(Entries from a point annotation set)
══════════════════════════════

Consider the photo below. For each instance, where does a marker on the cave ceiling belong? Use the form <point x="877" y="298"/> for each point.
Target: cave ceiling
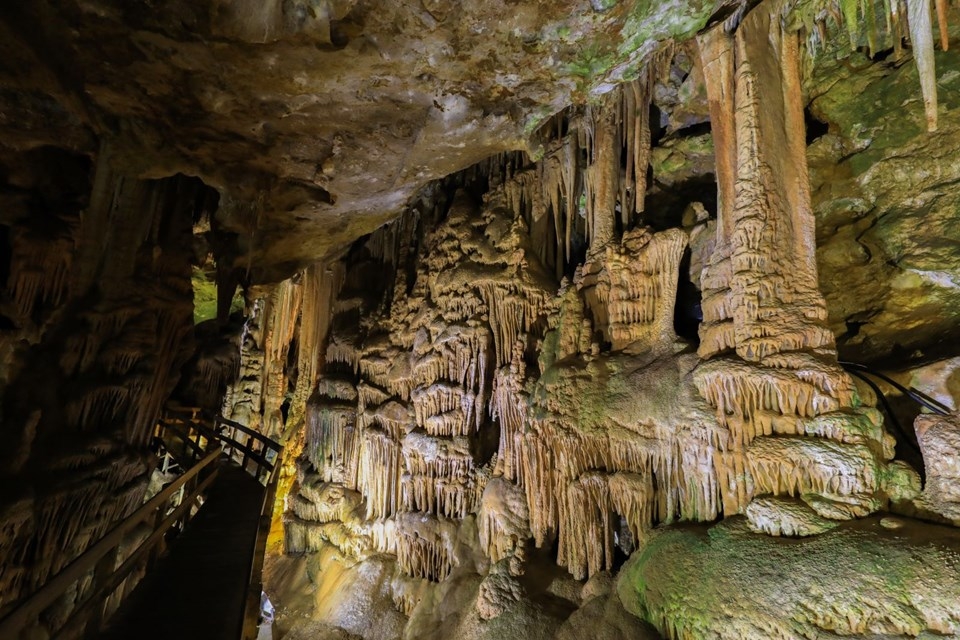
<point x="316" y="120"/>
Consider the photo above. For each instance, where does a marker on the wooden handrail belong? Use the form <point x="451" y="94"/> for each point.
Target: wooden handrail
<point x="33" y="606"/>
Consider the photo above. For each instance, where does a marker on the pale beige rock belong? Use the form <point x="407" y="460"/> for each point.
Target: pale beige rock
<point x="939" y="438"/>
<point x="785" y="517"/>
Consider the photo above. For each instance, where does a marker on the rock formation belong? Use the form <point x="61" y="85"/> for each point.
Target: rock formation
<point x="549" y="303"/>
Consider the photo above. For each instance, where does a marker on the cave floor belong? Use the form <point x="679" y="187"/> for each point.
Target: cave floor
<point x="198" y="587"/>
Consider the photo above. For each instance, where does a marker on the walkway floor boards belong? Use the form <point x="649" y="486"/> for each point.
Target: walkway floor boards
<point x="198" y="588"/>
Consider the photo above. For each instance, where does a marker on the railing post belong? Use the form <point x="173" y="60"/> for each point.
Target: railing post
<point x="102" y="572"/>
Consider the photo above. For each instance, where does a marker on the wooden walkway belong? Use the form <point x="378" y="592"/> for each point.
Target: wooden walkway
<point x="199" y="586"/>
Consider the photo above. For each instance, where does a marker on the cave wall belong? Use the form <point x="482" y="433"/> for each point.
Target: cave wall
<point x="504" y="371"/>
<point x="97" y="322"/>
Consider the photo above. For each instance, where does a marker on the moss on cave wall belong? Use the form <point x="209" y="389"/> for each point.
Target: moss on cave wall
<point x="205" y="296"/>
<point x="860" y="578"/>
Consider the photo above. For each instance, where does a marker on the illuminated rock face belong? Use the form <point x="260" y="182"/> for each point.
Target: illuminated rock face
<point x="939" y="438"/>
<point x="499" y="373"/>
<point x="770" y="366"/>
<point x="491" y="397"/>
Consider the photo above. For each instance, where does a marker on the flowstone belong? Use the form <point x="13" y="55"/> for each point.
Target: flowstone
<point x="858" y="579"/>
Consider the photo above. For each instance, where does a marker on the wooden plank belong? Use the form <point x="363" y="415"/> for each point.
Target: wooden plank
<point x="273" y="444"/>
<point x="252" y="610"/>
<point x="12" y="624"/>
<point x="114" y="579"/>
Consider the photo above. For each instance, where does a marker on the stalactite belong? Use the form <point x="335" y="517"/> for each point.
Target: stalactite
<point x="921" y="36"/>
<point x="379" y="473"/>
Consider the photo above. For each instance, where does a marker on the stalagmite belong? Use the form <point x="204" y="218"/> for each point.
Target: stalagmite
<point x="770" y="363"/>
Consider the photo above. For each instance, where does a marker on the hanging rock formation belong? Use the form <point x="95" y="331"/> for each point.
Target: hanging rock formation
<point x="546" y="301"/>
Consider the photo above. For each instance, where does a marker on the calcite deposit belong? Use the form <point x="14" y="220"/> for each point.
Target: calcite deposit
<point x="553" y="305"/>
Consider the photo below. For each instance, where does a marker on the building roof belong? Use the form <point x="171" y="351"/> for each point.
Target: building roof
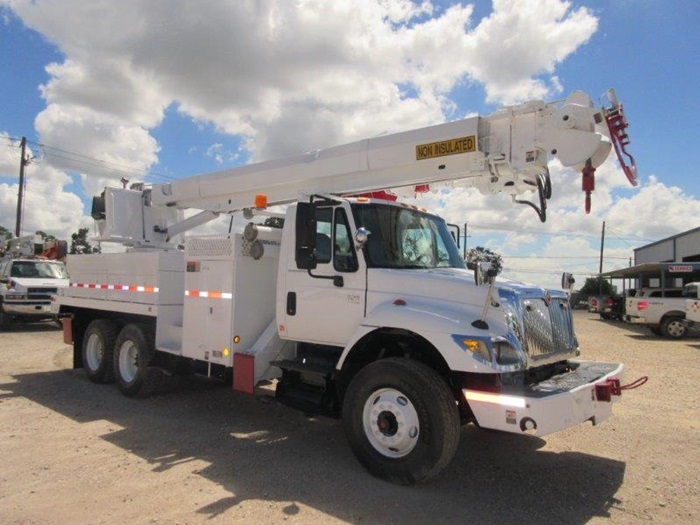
<point x="672" y="237"/>
<point x="679" y="269"/>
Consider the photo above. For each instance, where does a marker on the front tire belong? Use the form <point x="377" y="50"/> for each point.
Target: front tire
<point x="133" y="352"/>
<point x="98" y="350"/>
<point x="673" y="327"/>
<point x="401" y="420"/>
<point x="5" y="319"/>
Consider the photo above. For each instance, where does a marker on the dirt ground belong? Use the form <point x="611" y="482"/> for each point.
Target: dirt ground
<point x="75" y="452"/>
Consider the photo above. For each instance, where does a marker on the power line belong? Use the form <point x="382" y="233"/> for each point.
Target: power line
<point x="87" y="161"/>
<point x="536" y="232"/>
<point x="560" y="257"/>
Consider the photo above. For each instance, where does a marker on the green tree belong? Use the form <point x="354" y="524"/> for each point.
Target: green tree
<point x="481" y="254"/>
<point x="79" y="243"/>
<point x="596" y="286"/>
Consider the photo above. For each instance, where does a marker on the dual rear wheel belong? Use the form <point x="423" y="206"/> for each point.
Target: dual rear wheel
<point x="121" y="354"/>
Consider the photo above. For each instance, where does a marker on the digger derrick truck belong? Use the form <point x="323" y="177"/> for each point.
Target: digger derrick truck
<point x="358" y="306"/>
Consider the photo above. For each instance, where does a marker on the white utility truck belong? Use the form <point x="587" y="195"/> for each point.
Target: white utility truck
<point x="663" y="311"/>
<point x="358" y="306"/>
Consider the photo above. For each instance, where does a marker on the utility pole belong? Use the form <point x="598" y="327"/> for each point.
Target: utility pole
<point x="600" y="265"/>
<point x="23" y="161"/>
<point x="464" y="255"/>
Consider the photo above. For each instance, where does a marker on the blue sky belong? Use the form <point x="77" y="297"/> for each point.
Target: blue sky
<point x="152" y="103"/>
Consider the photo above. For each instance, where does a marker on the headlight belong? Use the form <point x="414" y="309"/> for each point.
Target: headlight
<point x="475" y="346"/>
<point x="505" y="354"/>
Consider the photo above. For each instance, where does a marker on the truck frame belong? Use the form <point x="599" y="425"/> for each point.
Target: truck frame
<point x="358" y="306"/>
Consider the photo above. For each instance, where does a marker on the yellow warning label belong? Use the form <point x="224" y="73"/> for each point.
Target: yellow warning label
<point x="446" y="147"/>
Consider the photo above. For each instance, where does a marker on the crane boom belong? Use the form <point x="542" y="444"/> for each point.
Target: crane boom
<point x="506" y="151"/>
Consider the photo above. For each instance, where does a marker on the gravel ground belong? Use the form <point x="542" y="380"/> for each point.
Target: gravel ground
<point x="75" y="452"/>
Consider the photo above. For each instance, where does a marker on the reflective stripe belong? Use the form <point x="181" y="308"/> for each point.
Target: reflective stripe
<point x="208" y="294"/>
<point x="117" y="287"/>
<point x="498" y="399"/>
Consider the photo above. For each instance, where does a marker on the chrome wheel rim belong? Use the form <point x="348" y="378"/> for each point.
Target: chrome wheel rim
<point x="94" y="351"/>
<point x="391" y="423"/>
<point x="128" y="361"/>
<point x="675" y="328"/>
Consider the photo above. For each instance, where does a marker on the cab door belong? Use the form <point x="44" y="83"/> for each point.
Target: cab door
<point x="326" y="305"/>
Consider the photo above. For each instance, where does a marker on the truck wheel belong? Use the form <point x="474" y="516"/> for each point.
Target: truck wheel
<point x="133" y="352"/>
<point x="401" y="420"/>
<point x="673" y="327"/>
<point x="5" y="319"/>
<point x="98" y="350"/>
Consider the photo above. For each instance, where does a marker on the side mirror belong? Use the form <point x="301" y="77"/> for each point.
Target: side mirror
<point x="484" y="272"/>
<point x="305" y="248"/>
<point x="567" y="281"/>
<point x="361" y="236"/>
<point x="456" y="234"/>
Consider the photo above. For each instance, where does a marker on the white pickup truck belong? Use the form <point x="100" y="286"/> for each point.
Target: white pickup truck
<point x="692" y="313"/>
<point x="663" y="311"/>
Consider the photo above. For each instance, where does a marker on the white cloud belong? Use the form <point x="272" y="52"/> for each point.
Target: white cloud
<point x="290" y="77"/>
<point x="47" y="204"/>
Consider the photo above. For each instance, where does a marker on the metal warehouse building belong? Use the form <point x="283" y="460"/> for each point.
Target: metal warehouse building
<point x="683" y="247"/>
<point x="670" y="262"/>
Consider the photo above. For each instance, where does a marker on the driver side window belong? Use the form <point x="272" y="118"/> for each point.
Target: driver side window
<point x="344" y="256"/>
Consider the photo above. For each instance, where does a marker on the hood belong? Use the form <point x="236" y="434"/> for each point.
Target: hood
<point x="450" y="284"/>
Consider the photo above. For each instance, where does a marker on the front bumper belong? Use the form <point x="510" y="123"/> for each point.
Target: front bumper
<point x="30" y="309"/>
<point x="561" y="402"/>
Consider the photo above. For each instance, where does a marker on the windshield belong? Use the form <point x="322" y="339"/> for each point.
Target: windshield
<point x="38" y="269"/>
<point x="406" y="238"/>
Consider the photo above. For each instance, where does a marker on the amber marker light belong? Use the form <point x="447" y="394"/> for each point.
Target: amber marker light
<point x="261" y="201"/>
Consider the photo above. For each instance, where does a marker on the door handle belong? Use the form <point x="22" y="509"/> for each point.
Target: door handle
<point x="291" y="303"/>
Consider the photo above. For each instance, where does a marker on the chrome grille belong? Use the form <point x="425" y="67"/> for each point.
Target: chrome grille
<point x="548" y="329"/>
<point x="41" y="293"/>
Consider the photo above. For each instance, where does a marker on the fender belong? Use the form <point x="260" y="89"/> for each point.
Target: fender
<point x="436" y="323"/>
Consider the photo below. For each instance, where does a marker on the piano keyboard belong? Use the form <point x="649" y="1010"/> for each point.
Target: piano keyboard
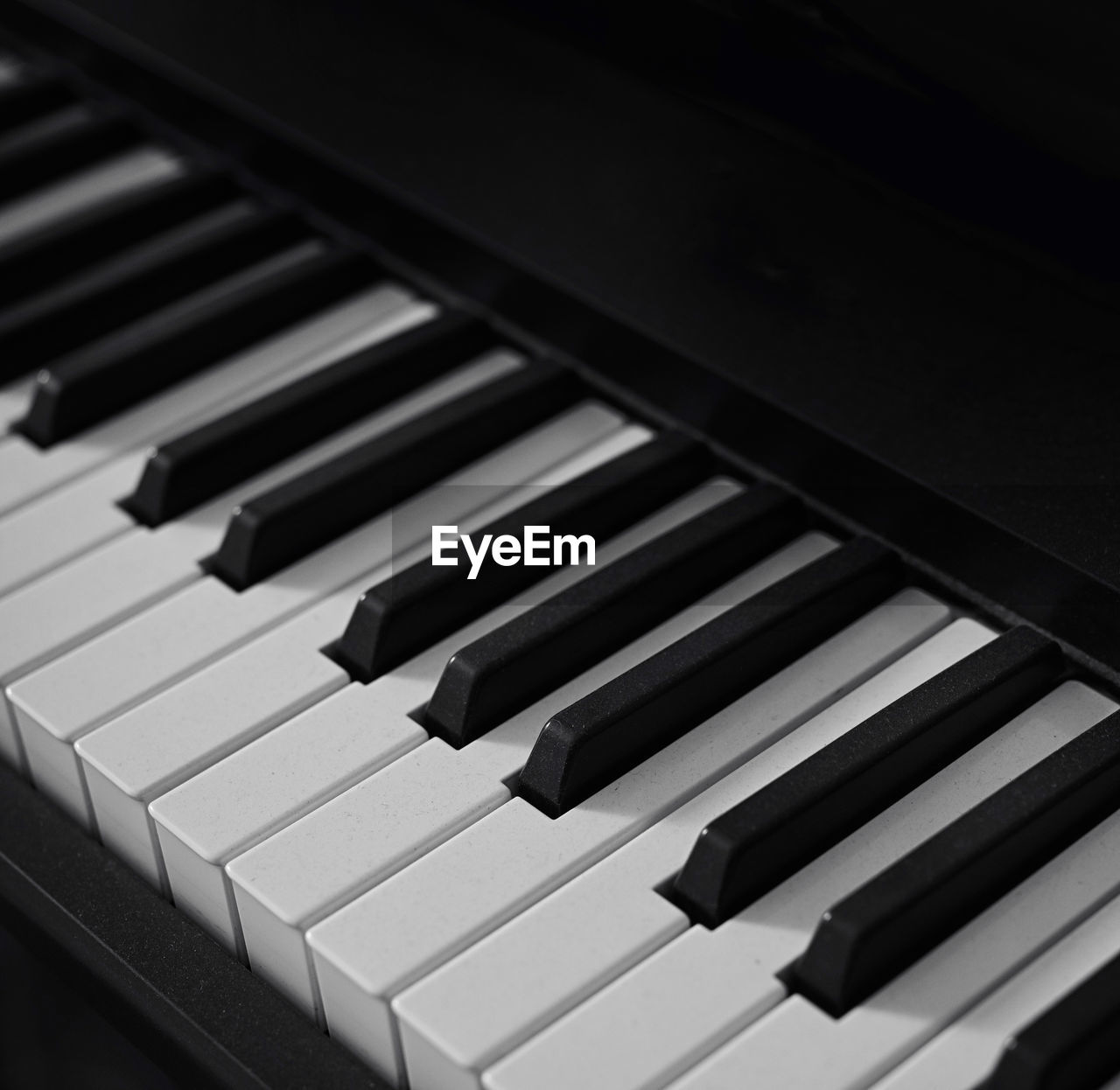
<point x="745" y="803"/>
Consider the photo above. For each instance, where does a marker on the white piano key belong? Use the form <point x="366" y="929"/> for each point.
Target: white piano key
<point x="11" y="71"/>
<point x="80" y="515"/>
<point x="14" y="400"/>
<point x="516" y="856"/>
<point x="708" y="985"/>
<point x="851" y="1052"/>
<point x="102" y="679"/>
<point x="281" y="889"/>
<point x="128" y="172"/>
<point x="464" y="1017"/>
<point x="161" y="743"/>
<point x="234" y="806"/>
<point x="74" y="519"/>
<point x="177" y="547"/>
<point x="961" y="1057"/>
<point x="28" y="472"/>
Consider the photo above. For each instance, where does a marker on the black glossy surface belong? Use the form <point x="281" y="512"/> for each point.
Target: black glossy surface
<point x="197" y="1010"/>
<point x="206" y="460"/>
<point x="611" y="730"/>
<point x="891" y="921"/>
<point x="306" y="512"/>
<point x="1074" y="1045"/>
<point x="854" y="344"/>
<point x="136" y="280"/>
<point x="520" y="661"/>
<point x="413" y="608"/>
<point x="762" y="841"/>
<point x="63" y="248"/>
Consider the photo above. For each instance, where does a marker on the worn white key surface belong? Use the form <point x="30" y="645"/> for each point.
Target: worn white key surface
<point x="42" y="535"/>
<point x="28" y="472"/>
<point x="143" y="566"/>
<point x="708" y="985"/>
<point x="129" y="172"/>
<point x="161" y="743"/>
<point x="851" y="1052"/>
<point x="516" y="856"/>
<point x="105" y="677"/>
<point x="464" y="1017"/>
<point x="235" y="805"/>
<point x="963" y="1055"/>
<point x="54" y="613"/>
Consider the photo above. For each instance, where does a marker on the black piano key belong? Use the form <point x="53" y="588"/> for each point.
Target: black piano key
<point x="300" y="515"/>
<point x="880" y="929"/>
<point x="508" y="669"/>
<point x="161" y="269"/>
<point x="126" y="367"/>
<point x="64" y="248"/>
<point x="205" y="462"/>
<point x="34" y="94"/>
<point x="409" y="611"/>
<point x="1074" y="1045"/>
<point x="772" y="834"/>
<point x="612" y="730"/>
<point x="46" y="150"/>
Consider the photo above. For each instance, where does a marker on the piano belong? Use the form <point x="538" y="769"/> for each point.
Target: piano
<point x="552" y="546"/>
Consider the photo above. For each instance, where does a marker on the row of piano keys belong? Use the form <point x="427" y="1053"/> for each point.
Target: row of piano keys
<point x="736" y="807"/>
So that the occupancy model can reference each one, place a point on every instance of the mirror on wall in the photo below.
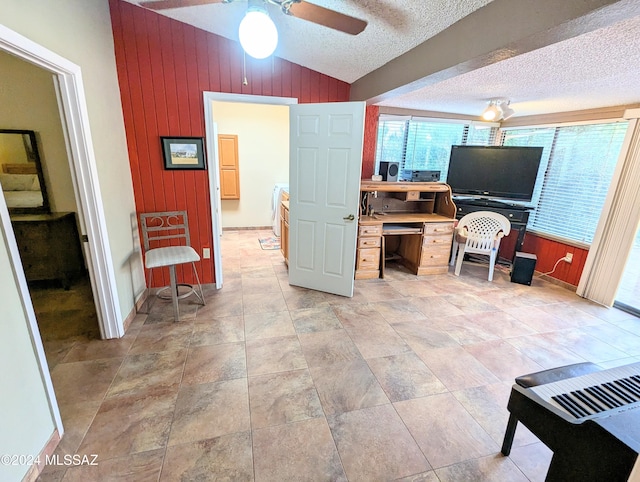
(21, 172)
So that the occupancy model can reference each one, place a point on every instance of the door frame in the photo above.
(211, 133)
(75, 121)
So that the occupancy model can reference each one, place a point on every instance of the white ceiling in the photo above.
(597, 69)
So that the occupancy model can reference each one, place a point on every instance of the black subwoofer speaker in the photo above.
(524, 264)
(389, 171)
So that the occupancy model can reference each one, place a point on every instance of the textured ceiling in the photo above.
(597, 69)
(393, 28)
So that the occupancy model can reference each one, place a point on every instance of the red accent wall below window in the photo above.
(164, 66)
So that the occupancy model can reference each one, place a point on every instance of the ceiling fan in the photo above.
(295, 8)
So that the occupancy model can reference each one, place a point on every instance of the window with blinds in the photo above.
(575, 173)
(425, 144)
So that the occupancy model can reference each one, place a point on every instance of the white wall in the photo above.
(80, 31)
(25, 418)
(29, 102)
(263, 145)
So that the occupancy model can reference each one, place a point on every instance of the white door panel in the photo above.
(325, 167)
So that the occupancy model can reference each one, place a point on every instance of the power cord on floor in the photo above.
(554, 266)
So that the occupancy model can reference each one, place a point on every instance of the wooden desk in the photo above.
(408, 221)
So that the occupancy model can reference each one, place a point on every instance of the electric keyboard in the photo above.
(590, 422)
(594, 395)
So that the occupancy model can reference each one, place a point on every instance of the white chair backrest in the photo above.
(163, 228)
(483, 229)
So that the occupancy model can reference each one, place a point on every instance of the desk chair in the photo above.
(167, 243)
(479, 232)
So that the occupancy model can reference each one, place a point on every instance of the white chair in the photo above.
(167, 243)
(479, 232)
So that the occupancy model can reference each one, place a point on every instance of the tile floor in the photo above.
(407, 380)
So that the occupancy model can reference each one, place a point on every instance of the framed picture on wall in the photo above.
(183, 152)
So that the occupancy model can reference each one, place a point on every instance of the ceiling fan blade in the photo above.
(328, 18)
(162, 4)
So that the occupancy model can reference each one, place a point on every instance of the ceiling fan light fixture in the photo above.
(257, 32)
(491, 112)
(506, 110)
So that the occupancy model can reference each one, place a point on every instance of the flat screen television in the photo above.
(500, 172)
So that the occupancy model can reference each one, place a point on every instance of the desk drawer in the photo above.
(438, 228)
(368, 258)
(369, 242)
(435, 257)
(370, 230)
(434, 242)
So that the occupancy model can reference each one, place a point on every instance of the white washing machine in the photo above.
(275, 206)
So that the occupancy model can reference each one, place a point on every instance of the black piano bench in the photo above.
(542, 378)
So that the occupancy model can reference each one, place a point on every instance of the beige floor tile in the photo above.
(281, 398)
(305, 451)
(487, 405)
(374, 444)
(405, 376)
(461, 437)
(214, 363)
(435, 307)
(347, 386)
(457, 368)
(422, 335)
(228, 457)
(533, 460)
(328, 347)
(148, 371)
(263, 303)
(268, 325)
(141, 467)
(488, 469)
(216, 331)
(502, 359)
(311, 320)
(181, 397)
(544, 352)
(220, 307)
(199, 407)
(130, 424)
(272, 355)
(160, 337)
(84, 381)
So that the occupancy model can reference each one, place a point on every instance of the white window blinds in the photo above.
(425, 144)
(576, 170)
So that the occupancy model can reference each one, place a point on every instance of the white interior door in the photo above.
(324, 186)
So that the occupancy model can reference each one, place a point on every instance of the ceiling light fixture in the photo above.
(257, 32)
(491, 112)
(497, 110)
(506, 110)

══════════════════════════════

Every line from the line containing "window blinds in the photo above." to the last line of the material above must be repeated exactly, and no other line.

● **Task output**
So that the occupancy model can reference each one, place a point on every instance of the white window blinds in the photo above.
(425, 144)
(576, 170)
So that the occupancy model can reference each one, place a point on every instance of the white interior door in the photo above.
(324, 186)
So that the occupancy model can reference each one, place a point on every instance of the ceiling light fixture in the photo above.
(257, 32)
(491, 112)
(497, 110)
(506, 110)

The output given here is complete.